> **SCHRIFTLICHE ANWEISUNG 1**
Zieh aus den Datensätzen jede Zeile heraus, in der das Wort „shrub“ vorkommt. Achte dabei auf Groß- und Kleinschreibung.
== AUSGANGSTEXT
Eine furiose Fehlzündung

Ein Beitrag von Sebastian Seidler

„Mad Max: Fury Road“ ist fraglos einer der wichtigsten Actionfilme der letzten zwanzig Jahre. Mit „Furiosa“ versucht Regisseur George Miller nun, daran anzuknüpfen – und setzt den Boliden mit viel Motorröhren in den Wüstensand. Ein furchtbarer Film.  

Meinungen
Furiosa

Ein Film, wie an einer Schnur aufgezogen. In seiner Dramaturgie schnörkellos, in den Bildern ausufernd und exzessiv. Mad Max: Fury Road ist ein Meisterwerk des Actionkinos, gerade weil er derart reduziert auf seine reine Bewegung zu einer körperlichen Erfahrung wird: ein orchestrierter Car Crash. Eine tiefgehende Geschichte wird kaum erzählt. Vielmehr ist die Flucht der Hauptfiguren ein Gerüst, das mit einer unerschütterlichen Selbstverständlichkeit gesetzt wird. Die Figuren werden nicht erzählt. Durch die Art ihrer Bewegung, durch ihre Körperlichkeit hindurch begreift man, woher sie wohl kommen mögen. Furiosa, wahrlich furios, mit kriegerischer Wut von Charlize Theron zum Leben erweckt, war die eigentliche Hauptfigur dieses Wüstenrausches. Mad Max (Tom Hardy), der einzelgängerische Endzeitkämpfer, hat seine Momente, wirkt dabei aber wie das Abziehbild einer Idee, die längst vergangen ist: Erst durch die Frauen lernt er, was Revolution sein könnte. Aufregend war diese Kriegerin und vor allen Dingen geheimnisvoll. Ebendieses Geheimnis zerstört George Miller im lang erwarteten Prequel. Furiosa ist ein krachender Unfall von einem Film. Ein Ärgernis. Eine Enttäuschung.
====
> **SCHRIFTLICHE ANWEISUNG 2**
Warum ist „Mad Max: Fury Road“ laut der Kritik zu „Furiosa“ ein Meisterwerk des Actionkinos? Antworte in ein bis drei Sätzen.
== BEREITGESTELLTE ANGABEN
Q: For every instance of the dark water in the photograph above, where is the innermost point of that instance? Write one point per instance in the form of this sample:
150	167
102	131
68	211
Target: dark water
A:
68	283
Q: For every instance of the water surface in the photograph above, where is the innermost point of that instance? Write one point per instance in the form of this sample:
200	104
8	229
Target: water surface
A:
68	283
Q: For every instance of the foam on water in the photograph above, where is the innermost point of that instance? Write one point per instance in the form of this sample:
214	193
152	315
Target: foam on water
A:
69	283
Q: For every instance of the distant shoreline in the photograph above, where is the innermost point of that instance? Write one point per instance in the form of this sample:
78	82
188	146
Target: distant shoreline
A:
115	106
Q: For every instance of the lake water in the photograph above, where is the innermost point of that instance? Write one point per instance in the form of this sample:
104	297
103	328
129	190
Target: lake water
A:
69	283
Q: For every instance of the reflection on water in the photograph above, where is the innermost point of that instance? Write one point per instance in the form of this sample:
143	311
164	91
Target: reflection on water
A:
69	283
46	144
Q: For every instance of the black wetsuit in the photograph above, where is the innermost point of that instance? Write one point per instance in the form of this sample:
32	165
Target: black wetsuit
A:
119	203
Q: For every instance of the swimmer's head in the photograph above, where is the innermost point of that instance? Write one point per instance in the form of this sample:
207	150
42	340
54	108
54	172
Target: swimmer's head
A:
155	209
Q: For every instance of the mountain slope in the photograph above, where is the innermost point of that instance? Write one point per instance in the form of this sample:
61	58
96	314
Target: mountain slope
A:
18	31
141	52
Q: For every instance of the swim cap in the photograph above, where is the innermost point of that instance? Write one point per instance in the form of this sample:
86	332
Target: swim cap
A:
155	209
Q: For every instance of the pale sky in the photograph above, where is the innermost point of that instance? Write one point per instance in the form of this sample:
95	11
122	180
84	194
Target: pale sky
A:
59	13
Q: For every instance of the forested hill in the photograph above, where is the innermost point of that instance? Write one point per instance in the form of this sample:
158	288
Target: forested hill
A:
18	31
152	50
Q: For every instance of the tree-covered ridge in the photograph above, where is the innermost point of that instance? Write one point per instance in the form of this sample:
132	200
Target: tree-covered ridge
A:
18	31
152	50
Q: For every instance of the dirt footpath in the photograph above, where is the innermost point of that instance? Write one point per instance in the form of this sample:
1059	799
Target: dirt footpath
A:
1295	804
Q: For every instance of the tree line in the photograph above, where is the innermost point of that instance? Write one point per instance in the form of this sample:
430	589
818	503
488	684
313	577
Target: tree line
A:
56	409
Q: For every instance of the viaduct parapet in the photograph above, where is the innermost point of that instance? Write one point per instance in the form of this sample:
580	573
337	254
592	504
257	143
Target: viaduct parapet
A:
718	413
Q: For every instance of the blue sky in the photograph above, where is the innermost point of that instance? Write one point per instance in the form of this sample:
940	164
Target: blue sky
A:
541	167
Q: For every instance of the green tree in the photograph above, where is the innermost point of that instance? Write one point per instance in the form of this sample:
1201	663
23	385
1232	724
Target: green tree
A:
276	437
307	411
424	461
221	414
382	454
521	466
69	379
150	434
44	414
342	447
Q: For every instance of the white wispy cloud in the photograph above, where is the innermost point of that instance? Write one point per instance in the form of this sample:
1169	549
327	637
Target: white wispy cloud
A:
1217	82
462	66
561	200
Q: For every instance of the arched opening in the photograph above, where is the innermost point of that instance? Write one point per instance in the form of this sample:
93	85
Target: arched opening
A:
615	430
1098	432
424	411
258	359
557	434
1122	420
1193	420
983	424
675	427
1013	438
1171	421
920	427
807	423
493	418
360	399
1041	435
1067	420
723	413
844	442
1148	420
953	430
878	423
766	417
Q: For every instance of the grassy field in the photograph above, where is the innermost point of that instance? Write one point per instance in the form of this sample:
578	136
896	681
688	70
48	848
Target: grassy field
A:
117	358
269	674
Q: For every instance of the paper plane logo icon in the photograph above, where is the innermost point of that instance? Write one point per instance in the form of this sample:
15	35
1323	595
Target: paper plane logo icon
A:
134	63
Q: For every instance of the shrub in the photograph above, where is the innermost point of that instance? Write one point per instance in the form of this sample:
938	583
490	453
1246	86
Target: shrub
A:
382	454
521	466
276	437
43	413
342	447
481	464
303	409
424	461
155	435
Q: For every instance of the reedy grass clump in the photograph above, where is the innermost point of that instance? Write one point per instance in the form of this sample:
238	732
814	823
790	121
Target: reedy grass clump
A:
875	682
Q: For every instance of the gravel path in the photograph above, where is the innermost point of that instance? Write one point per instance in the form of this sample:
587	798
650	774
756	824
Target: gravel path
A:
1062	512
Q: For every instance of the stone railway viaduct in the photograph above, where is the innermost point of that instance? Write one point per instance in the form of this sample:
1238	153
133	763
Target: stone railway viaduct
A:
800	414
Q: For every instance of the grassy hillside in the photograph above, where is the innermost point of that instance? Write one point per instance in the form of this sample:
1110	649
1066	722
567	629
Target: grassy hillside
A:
====
> **VOLLSTÄNDIGE ANTWORT 1**
Q: For every instance of the shrub in the photograph above, where is the innermost point of that instance? Write one point per instance in the form of this sample:
Target: shrub

> **VOLLSTÄNDIGE ANTWORT 2**
Der Film ist gerade deshalb ein Meisterwerk, weil er so stark auf seine reine Bewegung reduziert ist, dass er zu einer körperlichen Erfahrung wird. Die Kritik nennt ihn deshalb einen orchestrierten Car Crash.